* **Exercise objective**: All lines from the one holding "Can you find the tire?" down to the last line of the entries are to be reproduced exactly, with no other lines.

Start of Data listing

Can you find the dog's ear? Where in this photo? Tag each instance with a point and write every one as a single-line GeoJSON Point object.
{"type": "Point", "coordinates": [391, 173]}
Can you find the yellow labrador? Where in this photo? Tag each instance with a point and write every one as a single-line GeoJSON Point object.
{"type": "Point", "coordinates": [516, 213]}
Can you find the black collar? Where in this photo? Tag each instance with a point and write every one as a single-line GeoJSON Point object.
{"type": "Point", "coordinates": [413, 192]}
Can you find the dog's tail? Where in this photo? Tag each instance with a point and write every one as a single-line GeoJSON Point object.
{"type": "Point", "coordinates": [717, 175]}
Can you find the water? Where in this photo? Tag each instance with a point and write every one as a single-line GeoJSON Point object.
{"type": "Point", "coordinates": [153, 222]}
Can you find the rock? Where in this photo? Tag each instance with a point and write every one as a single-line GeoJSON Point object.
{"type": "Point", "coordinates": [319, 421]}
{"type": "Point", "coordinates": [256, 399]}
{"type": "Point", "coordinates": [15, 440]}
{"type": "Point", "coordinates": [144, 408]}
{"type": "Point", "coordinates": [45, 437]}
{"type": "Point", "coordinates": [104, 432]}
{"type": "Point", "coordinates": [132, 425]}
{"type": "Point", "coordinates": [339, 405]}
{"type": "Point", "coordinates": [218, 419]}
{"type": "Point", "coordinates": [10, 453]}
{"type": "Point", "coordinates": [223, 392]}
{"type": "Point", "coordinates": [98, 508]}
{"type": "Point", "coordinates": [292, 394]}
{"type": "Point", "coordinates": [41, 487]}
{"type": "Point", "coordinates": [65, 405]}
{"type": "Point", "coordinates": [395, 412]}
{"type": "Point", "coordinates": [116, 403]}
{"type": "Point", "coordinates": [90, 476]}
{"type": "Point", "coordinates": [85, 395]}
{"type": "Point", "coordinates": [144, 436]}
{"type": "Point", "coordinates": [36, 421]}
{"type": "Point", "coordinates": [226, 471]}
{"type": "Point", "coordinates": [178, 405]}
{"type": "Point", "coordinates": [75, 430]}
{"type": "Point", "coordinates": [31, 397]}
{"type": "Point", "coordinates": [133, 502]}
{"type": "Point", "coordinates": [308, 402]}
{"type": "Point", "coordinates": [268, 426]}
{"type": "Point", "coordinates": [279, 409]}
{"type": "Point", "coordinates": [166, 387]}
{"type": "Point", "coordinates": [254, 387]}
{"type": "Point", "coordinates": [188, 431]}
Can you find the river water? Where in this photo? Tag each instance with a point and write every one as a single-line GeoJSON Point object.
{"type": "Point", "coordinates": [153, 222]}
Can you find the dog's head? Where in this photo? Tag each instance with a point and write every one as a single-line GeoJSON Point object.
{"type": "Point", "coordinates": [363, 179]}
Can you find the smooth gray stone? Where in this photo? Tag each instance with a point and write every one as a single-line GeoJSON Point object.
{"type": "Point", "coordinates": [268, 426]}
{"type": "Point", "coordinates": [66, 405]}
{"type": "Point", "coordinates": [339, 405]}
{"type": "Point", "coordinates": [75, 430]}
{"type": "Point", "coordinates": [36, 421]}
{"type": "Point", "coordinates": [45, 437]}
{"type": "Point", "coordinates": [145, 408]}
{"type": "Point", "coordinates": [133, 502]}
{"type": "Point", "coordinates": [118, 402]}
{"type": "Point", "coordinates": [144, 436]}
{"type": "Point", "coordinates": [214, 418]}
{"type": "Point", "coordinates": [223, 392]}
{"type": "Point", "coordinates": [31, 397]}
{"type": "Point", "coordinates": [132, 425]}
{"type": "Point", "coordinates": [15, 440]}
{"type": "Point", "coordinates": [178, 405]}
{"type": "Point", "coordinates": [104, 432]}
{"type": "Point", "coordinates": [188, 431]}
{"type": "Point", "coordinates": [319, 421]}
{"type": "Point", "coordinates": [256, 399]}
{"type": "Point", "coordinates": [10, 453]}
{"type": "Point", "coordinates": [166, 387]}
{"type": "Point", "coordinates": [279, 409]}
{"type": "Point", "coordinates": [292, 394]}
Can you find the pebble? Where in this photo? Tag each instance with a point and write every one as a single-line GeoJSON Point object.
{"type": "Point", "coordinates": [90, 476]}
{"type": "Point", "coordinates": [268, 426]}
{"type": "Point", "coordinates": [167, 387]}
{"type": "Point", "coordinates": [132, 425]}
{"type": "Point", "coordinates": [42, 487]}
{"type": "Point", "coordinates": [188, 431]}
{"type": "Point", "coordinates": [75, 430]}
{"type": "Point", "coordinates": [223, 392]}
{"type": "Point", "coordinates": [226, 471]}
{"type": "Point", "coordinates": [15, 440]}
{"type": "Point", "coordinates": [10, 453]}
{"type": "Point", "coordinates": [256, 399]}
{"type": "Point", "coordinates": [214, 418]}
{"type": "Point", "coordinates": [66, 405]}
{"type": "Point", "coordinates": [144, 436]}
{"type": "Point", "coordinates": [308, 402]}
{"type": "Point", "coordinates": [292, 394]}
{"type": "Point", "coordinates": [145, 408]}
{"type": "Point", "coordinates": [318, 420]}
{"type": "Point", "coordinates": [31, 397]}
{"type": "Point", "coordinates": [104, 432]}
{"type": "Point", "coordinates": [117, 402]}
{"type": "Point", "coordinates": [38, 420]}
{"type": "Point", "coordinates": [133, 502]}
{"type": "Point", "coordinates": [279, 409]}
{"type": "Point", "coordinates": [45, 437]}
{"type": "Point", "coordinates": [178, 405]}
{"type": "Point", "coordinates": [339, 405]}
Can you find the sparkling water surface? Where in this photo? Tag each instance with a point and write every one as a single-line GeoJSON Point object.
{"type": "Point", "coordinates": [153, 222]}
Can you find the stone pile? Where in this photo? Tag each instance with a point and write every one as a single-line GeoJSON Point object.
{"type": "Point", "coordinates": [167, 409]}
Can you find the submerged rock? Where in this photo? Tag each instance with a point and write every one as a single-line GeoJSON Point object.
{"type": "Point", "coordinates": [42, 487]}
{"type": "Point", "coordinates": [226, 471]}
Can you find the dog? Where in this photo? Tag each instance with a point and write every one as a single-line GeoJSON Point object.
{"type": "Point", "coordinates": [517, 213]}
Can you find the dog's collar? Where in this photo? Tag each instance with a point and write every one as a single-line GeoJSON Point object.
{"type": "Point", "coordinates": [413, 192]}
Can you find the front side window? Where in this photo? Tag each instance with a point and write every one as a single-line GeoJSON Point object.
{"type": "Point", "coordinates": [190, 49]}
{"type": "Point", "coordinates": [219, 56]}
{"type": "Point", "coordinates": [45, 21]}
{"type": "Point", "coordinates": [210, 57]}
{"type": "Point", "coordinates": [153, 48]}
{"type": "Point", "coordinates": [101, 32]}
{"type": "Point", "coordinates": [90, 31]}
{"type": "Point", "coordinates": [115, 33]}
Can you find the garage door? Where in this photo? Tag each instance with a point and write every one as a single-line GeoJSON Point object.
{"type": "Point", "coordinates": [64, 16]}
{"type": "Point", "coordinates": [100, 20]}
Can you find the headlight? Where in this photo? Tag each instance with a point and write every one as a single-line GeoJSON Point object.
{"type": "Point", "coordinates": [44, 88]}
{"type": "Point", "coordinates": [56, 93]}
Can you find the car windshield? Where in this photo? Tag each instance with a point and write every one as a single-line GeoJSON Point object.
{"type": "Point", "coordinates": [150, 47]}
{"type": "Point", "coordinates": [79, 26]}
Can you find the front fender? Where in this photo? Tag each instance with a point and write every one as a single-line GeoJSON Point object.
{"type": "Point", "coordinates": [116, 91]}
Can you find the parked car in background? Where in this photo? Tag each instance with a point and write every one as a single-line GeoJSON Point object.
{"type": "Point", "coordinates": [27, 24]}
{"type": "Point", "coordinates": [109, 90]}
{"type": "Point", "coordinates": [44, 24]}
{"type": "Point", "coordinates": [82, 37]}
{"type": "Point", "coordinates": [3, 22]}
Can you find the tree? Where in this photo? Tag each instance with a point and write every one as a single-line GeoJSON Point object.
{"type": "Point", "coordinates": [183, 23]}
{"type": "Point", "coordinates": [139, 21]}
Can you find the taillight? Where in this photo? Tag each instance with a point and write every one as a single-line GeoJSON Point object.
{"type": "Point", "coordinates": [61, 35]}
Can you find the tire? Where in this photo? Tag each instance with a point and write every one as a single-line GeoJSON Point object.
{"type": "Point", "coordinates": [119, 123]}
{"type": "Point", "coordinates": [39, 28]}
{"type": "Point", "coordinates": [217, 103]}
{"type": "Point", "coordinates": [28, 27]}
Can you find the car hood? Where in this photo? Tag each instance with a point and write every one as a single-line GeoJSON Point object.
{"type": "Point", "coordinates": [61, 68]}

End of Data listing

* **Result below**:
Can you find the tire? Where in this photo? Tag each instance with a point and write every one as a single-line GeoJSON Point object.
{"type": "Point", "coordinates": [119, 123]}
{"type": "Point", "coordinates": [39, 28]}
{"type": "Point", "coordinates": [217, 103]}
{"type": "Point", "coordinates": [28, 27]}
Can you find the car hood? Where in this photo? Tag each instance with a point and write every one as a single-line GeoJSON Point object.
{"type": "Point", "coordinates": [61, 68]}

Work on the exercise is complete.